Pero estos son apenas posibles decorados para los actos de una ópera prima y única. La de una vida como la de Luis Alberto Álvarez Córdoba, consagrada al cultivo de altos, dignos y placenteros ideales, y que los azares del tiempo le permitieron disfrutar apenas hasta los cincuenta años de edad.
Se enorgullecía de sus ancestros mineros en Titiribí. Alguna vez quiso acompañarnos a un paseo por el suroeste. Bajamos hasta las ruinas de las minas de El Zancudo donde habían vivido sus abuelos y bisabuelos. Por ese lado se enlazaba con León de Greiff, sabía de ese punto “en que se juntan La Comiá con el Cauca…”, y por ese lado le eran familiares los poemas musicales del vate paisa de origen nórdico.
Luis Alberto era un melómano que ejercía el apostolado de su manía: quería que todos escucháramos música. No cualquier música, ya había escalado los cielos de los cielos y había llegado a Bach, Mozart y a géneros polémicos como la ópera.
Pasaba por Bellas Artes —el Palacio del que se burlaba Alberto Aguirre diciendo que no era ni palacio ni de bellas artes—, allí debía presentar un concierto didáctico de Teresita Gómez para un grupo de estudiantes de escuelas primarias. Luego subía a la emisora de la UPB, cuando funcionaba en un local de La Playa, y grababa su programa de ópera que se emitía en horario y día “para la inmensa minoría”, como diría don Álvaro Castaño: domingos, 10 p.m. Y ese mismo día, u otro, llegaba hasta el Banco de la República, sin Gorda de Botero todavía, ni estación del metro, y daba un curso sobre música barroca o sobre el musical americano.
Por la noche tenía que hablar del nuevo cine alemán en el Colombo Americano, en su vieja sede, o en la que renació después de un atentado sin víctimas.
Esa noche Luis estaba proyectando Las lágrimas de Verónika Voss de Fassbinder.

▶ [Actividad]:
Escribe la continuación del texto sobre Luis Alberto Álvarez Córdoba a partir de su última oración.

▶ [Información proporcionada]:

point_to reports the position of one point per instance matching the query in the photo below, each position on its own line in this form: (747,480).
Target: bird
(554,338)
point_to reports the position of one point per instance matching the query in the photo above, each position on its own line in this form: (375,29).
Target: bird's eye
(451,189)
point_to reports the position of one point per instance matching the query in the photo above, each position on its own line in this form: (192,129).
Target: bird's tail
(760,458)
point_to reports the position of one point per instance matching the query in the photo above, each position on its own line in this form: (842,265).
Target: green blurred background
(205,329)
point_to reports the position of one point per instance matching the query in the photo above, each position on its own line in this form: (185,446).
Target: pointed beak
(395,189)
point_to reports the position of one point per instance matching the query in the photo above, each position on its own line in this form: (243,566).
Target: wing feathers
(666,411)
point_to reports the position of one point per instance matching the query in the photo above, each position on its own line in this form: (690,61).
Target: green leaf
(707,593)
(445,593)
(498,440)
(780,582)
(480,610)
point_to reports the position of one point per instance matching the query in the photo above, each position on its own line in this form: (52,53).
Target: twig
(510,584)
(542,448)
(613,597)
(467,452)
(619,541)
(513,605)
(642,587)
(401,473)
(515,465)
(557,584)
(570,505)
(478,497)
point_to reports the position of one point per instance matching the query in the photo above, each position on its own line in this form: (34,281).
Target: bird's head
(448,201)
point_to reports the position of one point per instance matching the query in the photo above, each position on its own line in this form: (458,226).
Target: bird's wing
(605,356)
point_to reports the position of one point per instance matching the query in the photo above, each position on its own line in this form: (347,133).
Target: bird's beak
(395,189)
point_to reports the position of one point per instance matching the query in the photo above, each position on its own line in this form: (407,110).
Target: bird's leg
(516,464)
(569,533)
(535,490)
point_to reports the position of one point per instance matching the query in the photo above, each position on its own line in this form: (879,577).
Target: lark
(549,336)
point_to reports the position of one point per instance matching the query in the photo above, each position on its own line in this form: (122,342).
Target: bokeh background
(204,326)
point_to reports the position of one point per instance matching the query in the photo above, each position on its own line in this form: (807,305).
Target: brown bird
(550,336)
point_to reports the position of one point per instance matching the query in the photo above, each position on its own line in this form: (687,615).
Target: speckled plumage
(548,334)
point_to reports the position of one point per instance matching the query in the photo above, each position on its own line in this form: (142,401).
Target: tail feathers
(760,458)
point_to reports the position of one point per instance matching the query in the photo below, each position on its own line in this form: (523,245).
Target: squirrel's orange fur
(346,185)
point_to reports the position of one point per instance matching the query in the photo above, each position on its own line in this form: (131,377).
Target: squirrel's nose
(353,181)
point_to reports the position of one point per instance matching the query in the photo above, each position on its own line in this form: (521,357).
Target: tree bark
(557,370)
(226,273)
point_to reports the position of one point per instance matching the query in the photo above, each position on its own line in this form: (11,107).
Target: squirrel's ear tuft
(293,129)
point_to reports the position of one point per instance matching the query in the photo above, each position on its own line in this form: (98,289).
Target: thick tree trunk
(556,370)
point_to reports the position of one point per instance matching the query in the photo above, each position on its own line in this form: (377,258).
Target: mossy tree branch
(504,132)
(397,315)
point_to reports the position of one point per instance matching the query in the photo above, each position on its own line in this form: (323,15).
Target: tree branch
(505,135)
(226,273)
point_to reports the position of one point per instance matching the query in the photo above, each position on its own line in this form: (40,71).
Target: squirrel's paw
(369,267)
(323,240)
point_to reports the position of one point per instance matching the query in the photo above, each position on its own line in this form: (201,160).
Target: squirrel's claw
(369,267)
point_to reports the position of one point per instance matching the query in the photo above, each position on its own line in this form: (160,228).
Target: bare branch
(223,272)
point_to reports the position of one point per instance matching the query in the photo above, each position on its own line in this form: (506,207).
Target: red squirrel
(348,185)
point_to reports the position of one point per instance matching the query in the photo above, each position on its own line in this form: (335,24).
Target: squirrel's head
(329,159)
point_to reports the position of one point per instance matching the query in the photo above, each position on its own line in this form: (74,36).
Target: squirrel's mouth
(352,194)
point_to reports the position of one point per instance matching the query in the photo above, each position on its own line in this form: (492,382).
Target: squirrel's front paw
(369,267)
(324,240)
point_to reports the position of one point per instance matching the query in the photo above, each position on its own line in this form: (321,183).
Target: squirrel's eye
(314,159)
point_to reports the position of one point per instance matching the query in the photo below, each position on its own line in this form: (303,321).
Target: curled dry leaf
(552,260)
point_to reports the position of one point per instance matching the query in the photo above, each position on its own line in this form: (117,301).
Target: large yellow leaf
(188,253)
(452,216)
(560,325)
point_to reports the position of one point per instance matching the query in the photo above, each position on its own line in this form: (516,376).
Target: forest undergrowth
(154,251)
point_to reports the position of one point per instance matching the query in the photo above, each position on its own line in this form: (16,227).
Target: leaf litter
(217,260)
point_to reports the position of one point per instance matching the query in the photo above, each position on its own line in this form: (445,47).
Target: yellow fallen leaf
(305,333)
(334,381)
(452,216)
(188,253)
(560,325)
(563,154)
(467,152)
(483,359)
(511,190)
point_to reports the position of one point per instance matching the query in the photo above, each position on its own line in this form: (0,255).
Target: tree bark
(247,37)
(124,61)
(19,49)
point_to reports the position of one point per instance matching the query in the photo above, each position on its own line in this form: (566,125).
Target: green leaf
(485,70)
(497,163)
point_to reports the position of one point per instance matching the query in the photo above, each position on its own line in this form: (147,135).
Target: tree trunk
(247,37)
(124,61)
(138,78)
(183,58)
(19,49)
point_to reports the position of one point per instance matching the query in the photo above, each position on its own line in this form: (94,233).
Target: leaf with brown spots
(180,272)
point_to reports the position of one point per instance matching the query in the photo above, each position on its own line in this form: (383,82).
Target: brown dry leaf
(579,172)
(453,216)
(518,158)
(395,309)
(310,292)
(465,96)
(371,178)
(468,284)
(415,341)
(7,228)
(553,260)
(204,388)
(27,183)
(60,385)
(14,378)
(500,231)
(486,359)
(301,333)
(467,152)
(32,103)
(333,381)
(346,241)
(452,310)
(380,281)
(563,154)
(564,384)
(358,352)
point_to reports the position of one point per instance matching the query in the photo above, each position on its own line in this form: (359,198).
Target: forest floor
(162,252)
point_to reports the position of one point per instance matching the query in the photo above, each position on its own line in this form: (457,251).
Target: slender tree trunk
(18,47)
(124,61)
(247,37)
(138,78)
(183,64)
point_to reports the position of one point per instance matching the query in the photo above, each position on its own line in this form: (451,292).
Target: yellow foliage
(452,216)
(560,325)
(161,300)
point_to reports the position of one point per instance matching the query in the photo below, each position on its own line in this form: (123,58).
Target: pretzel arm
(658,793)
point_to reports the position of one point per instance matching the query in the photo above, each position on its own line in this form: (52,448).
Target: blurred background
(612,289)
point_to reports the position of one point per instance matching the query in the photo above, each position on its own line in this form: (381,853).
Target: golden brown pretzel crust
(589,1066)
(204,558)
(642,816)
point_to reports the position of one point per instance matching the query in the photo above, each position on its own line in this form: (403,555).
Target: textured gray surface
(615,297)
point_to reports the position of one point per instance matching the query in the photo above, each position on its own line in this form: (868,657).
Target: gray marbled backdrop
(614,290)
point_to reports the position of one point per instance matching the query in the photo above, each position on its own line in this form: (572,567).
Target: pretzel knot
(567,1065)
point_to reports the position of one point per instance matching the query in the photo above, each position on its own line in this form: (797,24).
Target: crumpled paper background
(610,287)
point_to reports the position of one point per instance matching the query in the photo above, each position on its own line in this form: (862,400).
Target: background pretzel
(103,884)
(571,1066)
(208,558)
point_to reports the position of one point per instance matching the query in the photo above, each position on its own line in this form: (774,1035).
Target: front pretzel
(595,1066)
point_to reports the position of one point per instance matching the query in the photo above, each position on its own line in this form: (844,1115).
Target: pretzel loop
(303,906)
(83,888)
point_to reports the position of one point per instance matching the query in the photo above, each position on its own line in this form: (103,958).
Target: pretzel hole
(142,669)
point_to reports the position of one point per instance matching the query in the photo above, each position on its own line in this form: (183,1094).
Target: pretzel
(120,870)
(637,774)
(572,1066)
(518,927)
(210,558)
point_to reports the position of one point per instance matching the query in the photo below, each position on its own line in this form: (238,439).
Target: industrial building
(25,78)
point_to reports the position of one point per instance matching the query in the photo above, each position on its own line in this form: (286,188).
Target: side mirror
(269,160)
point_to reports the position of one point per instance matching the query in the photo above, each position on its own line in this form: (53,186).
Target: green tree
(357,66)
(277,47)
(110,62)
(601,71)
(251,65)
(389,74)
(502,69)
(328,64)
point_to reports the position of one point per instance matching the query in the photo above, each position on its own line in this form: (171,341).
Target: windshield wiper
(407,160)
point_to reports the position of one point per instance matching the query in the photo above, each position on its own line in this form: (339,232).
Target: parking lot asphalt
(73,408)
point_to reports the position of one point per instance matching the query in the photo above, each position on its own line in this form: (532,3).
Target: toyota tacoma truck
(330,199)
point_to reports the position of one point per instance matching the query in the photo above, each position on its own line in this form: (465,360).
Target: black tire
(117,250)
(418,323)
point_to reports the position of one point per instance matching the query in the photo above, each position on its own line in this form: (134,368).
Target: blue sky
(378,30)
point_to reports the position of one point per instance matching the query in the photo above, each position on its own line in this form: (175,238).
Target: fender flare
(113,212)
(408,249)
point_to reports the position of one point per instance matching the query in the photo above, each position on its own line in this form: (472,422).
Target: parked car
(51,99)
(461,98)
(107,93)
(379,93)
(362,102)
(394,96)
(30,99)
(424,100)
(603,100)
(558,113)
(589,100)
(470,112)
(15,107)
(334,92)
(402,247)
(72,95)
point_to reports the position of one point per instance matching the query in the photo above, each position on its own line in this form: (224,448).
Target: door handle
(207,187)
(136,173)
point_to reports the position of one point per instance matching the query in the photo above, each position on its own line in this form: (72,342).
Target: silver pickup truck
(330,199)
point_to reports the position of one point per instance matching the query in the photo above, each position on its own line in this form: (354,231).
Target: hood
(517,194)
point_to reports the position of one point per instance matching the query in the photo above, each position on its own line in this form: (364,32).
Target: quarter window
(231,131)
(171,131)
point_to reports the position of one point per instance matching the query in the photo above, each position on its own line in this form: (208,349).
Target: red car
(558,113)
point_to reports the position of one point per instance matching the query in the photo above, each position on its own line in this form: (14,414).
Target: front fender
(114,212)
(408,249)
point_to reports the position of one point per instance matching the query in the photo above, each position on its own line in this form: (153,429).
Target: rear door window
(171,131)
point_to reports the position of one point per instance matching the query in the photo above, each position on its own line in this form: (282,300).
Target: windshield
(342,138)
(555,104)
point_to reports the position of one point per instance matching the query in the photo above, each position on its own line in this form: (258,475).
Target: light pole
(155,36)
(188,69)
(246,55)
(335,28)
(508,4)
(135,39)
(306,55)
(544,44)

▶ [Resultado del ejercicio]:
Luis Alberto había nacido en el Hospital San Vicente, “en el pabellón de pensionados” anotaba alguien de su familia, por si acaso. Era hijo de médico y contaba que en su adolescencia había pensado seguir esa ruta. Su padre, muy joven todavía, fue secretario de salud del departamento. Y después ejerció como médico de planta en Coltejer, cuando todavía la fábrica se alzaba por los lados de La Toma, no lejos del barrio Buenos Aires. Hasta pocos años antes de su muerte y del traslado de la fábrica, tuvo el doctor Alberto Álvarez su consultorio en Coltejer.
Otra vez hacíamos el circuito de los cinemas: el teatro Colombia en Maracaibo, el Lido, salvado de convertirse en un San Andresito; el Colombia, arriba por la placita de Florez, a donde fuimos a ver una noche desolada la magnífica Solaris de Tarkovsky; para asistir después a la tertulia que se armaba en nuestra casa de Villa con San Juan o en otra parte: podía ser el combo de Elkin Obregón con Luis Fernando Calderón, Gloria Bermúdez, bibliotecóloga de la U de A, amiga de los dos y, para promediar la edad, el joven Víctor Gaviria, cuando todavía filmaba en Súper 8. ¡Lo que oímos sobre Solaris! Pero Luis y yo estábamos de acuerdo en que era metafísica pura, cine metafísico; o algo por el estilo, para quien sospeche de lo metafísico.
Este periplo de los cinemas de Luis Alberto tiene que pasar por el Libia, destinado por Cine Colombia, a ser su sala de “cine arte”, como decía el administrador en cierta época. El hombre esperaba, con temor y temblor, el veredicto de Luis Alberto en la página dominical de El Colombiano. Y si no la mencionaba, peor, ahí sí que no iba nadie. Ese entorno comenzaba a volverse peligroso, nuestro pequeño Bronx.